■ **WRITTEN INSTRUCTION 1**: According to the passage on training contract advice, why did the writer personally offer the career coaching service? Answer in one to three sentences.
■ **WRITTEN INSTRUCTION 2**: In the passage on training contract advice, during which years did Ten-Percent Legal Recruitment provide legal career coaching services?

■ **READING PASSAGE**:
◆ ◆ ◆ ◆ ◆

Recently www.legalcheek.com (a legal blog) ran a series of articles discussing whether graduates should consider paying for training contract advice after the Junior Lawyers Division (JLD) strongly advised against it. Although we no longer provide careers advice ourselves, we were approached for comment as we still sell training contract advice packs via one of our websites. This was the comment we added:
Ten-Percent Legal Recruitment provided legal career coaching services from 2001 to 2014 and worked with a very wide range of clients from paralegals and entrants into the legal profession through to senior barristers, solicitors, partners and people looking at judicial appointments. We dealt with bullying, career progression, getting out of law, finding training contracts, entering the legal profession, getting out of the city, getting into the city and lots more besides. I offered the service personally because I enjoyed helping people and recruitment can be a bit office based and quite dry. When I started out in recruitment I missed the advice element of being a solicitor (I have been non-practising for about 15 years now). We now refer people on to an external consultant (a former barrister/solicitor who very selectively takes clients on) and we take no financial benefit of any kind from the referral.

◆ ◆ ◆ ◆ ◆

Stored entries
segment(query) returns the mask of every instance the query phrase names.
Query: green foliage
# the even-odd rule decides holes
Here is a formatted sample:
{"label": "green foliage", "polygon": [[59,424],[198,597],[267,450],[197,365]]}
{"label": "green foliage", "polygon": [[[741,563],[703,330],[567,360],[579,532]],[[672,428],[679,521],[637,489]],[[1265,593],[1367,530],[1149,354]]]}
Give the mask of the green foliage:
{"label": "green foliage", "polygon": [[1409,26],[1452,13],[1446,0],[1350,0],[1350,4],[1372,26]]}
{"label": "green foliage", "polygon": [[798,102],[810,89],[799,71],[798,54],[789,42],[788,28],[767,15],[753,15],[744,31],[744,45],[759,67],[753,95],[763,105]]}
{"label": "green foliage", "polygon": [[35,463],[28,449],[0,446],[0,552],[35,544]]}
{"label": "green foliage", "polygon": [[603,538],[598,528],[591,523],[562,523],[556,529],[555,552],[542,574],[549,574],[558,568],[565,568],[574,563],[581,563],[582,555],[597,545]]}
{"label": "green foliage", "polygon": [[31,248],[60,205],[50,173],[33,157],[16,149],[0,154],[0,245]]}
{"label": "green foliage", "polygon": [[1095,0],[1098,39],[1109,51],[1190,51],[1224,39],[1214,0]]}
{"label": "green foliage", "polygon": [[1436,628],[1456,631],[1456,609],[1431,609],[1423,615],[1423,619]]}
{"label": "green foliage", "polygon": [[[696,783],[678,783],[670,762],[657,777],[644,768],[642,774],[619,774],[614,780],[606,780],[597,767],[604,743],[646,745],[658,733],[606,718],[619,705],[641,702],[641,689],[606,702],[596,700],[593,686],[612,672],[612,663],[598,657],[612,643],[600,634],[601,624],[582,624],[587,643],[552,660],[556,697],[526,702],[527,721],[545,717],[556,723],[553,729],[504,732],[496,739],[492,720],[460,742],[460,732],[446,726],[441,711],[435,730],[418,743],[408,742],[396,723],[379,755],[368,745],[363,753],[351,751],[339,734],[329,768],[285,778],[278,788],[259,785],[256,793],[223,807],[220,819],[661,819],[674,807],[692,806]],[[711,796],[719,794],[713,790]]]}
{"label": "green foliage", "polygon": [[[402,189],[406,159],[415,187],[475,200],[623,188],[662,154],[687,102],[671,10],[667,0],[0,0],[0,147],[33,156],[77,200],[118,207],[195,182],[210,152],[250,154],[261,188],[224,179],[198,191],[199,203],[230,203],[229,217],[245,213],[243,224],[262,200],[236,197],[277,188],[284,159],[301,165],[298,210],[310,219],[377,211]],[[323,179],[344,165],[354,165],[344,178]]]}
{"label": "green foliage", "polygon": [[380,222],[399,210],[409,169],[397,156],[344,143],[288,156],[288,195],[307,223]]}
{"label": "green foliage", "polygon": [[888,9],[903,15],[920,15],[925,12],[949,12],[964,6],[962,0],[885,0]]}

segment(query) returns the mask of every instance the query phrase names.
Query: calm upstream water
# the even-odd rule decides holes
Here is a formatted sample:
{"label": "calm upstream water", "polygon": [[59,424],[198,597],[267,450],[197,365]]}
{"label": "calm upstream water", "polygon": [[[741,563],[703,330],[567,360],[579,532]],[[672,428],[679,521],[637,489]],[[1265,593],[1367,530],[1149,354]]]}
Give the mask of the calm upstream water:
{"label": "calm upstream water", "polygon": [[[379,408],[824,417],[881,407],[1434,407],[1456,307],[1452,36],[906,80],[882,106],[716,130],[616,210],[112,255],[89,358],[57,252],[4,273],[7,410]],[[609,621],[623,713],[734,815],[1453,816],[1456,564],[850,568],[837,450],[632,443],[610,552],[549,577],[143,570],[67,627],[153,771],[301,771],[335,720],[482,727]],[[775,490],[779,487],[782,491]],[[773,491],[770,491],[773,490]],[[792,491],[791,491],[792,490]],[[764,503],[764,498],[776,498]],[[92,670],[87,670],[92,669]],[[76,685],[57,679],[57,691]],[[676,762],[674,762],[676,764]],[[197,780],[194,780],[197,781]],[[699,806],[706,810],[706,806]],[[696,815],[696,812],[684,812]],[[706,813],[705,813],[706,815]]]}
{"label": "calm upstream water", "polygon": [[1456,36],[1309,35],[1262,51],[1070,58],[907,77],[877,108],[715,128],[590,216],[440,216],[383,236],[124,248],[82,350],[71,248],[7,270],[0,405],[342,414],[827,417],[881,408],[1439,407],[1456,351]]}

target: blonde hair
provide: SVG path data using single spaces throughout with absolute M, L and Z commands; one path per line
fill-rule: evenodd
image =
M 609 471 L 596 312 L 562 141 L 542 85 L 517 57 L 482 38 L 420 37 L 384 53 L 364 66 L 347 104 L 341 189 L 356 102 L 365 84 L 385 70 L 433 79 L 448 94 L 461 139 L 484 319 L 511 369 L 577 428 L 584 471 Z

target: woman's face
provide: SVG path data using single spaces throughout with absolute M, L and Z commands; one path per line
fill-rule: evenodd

◆ ◆ ◆ ◆ ◆

■ **CORRECT OUTPUT 1**: The writer enjoyed helping people and found recruitment somewhat office-based and dry. On starting out in recruitment, the writer had also missed the advice element of working as a solicitor.

■ **CORRECT OUTPUT 2**: From 2001 to 2014.